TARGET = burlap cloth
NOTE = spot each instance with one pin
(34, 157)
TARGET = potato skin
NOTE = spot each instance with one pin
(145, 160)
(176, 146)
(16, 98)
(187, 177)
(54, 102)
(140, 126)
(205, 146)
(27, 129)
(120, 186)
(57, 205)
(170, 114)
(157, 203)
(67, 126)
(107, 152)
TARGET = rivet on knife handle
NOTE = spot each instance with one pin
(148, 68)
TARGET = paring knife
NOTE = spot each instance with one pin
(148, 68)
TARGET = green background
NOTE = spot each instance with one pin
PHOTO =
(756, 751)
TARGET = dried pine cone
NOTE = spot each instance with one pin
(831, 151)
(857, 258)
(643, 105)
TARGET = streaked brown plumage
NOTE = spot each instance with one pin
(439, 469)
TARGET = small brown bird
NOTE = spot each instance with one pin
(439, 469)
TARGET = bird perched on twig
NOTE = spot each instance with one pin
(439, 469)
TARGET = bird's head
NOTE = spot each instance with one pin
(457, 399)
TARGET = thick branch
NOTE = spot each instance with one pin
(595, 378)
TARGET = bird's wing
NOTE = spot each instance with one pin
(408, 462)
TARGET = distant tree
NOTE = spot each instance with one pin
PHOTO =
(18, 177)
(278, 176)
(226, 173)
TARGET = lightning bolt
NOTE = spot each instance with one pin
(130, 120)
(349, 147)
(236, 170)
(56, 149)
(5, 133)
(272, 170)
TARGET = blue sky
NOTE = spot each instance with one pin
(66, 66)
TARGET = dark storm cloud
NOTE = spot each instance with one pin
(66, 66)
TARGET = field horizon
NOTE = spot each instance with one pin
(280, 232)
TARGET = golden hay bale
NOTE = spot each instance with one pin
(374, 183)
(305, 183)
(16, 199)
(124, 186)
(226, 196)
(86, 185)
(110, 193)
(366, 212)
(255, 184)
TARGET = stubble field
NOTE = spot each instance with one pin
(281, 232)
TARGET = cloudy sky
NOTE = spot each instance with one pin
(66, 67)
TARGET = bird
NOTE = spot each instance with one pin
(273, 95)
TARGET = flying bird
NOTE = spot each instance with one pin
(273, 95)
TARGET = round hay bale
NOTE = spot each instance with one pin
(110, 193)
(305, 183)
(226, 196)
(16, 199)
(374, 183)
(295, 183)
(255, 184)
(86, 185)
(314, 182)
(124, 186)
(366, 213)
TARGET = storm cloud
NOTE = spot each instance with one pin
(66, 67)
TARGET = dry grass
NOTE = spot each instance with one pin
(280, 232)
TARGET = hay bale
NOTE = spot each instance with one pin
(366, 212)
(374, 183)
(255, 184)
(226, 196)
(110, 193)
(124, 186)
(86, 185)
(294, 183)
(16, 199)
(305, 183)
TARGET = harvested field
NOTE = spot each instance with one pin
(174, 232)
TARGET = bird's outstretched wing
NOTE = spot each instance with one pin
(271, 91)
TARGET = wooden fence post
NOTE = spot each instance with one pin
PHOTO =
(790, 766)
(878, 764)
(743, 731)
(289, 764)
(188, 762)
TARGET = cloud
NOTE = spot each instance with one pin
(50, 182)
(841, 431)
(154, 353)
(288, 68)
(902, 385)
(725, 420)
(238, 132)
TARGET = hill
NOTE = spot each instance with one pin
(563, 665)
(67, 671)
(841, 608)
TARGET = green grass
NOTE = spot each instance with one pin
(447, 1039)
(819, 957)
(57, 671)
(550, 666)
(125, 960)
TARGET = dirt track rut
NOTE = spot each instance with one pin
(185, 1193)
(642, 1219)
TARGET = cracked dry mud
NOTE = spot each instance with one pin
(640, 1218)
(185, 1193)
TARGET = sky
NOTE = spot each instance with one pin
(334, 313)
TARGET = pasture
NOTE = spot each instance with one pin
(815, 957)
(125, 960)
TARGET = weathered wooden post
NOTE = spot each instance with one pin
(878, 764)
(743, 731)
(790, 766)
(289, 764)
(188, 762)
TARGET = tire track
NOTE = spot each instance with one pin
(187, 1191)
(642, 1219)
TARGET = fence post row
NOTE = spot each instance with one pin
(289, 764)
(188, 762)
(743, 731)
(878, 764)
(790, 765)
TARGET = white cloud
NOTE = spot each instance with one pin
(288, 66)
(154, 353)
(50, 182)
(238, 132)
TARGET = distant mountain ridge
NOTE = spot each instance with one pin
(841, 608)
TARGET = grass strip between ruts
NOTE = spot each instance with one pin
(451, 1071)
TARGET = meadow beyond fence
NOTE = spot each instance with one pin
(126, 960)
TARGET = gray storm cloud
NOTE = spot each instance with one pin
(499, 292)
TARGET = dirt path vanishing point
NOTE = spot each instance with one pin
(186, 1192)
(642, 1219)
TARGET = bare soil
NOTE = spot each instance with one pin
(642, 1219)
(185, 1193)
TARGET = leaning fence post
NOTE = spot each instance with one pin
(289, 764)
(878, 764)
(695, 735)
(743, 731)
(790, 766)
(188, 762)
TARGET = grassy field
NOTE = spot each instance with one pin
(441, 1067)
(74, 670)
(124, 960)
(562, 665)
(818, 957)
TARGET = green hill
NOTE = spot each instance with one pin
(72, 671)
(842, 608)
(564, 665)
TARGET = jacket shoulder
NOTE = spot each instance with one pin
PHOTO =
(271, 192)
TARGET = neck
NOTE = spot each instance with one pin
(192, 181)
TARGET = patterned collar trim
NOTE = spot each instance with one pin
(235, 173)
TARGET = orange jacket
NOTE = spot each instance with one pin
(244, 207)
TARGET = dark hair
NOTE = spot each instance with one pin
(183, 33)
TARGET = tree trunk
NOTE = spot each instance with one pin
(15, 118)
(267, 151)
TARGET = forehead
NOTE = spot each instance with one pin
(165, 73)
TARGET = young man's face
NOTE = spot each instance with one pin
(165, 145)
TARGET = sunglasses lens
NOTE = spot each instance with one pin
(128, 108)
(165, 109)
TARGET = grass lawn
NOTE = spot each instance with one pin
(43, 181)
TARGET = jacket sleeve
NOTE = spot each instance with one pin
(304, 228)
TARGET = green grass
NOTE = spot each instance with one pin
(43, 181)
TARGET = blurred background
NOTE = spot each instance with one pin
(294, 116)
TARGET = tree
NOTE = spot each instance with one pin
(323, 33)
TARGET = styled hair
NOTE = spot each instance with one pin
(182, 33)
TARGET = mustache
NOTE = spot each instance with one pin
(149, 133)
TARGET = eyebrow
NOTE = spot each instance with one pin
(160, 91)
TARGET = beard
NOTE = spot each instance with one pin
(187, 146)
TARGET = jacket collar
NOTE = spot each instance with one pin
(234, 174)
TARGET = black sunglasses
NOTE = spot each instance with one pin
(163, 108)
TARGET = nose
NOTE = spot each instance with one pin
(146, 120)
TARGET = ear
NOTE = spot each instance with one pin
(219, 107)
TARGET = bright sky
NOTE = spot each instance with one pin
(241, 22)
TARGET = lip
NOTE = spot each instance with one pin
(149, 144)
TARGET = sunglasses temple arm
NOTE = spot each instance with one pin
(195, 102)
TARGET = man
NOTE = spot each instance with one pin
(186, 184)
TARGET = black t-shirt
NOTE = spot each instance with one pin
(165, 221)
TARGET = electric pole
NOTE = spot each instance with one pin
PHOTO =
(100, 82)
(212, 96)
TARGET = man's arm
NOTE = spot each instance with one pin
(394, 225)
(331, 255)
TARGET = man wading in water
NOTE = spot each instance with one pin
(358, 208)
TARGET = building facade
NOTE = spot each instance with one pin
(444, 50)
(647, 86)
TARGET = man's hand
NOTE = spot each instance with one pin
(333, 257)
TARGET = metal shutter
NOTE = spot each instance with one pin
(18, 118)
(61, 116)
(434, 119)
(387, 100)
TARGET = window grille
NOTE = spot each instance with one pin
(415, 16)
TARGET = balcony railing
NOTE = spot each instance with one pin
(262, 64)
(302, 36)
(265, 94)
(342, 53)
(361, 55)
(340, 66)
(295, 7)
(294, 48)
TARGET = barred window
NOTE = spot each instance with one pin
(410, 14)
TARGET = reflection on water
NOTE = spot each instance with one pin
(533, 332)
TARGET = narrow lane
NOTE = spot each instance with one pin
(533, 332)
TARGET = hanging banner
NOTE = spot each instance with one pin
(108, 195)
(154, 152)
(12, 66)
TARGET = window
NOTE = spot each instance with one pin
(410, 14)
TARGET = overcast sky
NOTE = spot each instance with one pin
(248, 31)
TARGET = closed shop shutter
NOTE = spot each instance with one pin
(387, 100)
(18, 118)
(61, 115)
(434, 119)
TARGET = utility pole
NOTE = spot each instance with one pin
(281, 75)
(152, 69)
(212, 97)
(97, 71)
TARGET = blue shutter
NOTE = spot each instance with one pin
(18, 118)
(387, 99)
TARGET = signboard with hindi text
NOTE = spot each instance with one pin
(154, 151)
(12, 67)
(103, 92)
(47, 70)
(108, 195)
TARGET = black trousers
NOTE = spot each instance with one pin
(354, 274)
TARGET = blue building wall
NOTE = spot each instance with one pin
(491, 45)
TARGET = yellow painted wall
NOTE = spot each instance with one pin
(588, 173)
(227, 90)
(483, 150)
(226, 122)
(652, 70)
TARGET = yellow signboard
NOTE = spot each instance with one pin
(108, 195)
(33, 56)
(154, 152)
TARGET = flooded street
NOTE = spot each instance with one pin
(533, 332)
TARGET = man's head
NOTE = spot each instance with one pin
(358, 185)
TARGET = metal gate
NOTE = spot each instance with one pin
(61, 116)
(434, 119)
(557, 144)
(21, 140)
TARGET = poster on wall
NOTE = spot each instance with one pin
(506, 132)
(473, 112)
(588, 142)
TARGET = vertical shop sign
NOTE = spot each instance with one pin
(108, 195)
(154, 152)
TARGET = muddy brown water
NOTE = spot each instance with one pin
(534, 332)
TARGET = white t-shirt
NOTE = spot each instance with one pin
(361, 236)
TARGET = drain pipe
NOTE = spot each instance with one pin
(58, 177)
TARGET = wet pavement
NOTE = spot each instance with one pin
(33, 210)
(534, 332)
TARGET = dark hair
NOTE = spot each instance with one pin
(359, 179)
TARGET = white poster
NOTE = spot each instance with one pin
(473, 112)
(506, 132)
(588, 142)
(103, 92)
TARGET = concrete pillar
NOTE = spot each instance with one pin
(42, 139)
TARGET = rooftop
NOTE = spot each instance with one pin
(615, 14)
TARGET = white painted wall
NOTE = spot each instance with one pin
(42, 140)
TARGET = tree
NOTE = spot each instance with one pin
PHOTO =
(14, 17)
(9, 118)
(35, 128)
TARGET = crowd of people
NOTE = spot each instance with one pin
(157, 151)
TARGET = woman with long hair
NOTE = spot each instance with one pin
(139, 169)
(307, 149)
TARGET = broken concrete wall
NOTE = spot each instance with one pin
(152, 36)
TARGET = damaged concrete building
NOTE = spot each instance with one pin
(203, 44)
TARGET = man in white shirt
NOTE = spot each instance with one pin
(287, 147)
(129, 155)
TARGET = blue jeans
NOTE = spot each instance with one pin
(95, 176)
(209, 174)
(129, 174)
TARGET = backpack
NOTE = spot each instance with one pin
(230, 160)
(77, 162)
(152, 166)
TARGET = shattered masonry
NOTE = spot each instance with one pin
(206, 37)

→ **TASK BRIEF**:
Edit the lines from the one with "TARGET = shattered masonry" up to and including the last line, changing "one pin" to "a single pin" and leaving everything else as it is.

→ **PROBLEM SOLUTION**:
TARGET = shattered masonry
NOTE = spot each instance with a single pin
(206, 37)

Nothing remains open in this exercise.